# REQUIREMENT:
Rewrite the lines below as a numbered list, skipping any blank lines. Leave the picture out of your answer.

•••••

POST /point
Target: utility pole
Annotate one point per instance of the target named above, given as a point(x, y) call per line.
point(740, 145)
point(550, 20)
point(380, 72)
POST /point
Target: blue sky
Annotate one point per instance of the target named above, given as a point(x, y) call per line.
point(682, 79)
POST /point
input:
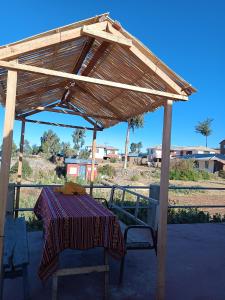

•••••

# RESULT:
1. POST /point
2. Target: utility pole
3. Annotate one point per instance of the target named above, given as a point(x, y) call per line.
4. point(740, 145)
5. point(550, 20)
6. point(380, 72)
7. POST /point
8. Target: blue sky
9. Annotate one point per instance of the target named above, given as a point(x, y) call per line.
10. point(682, 79)
11. POST /point
12. input:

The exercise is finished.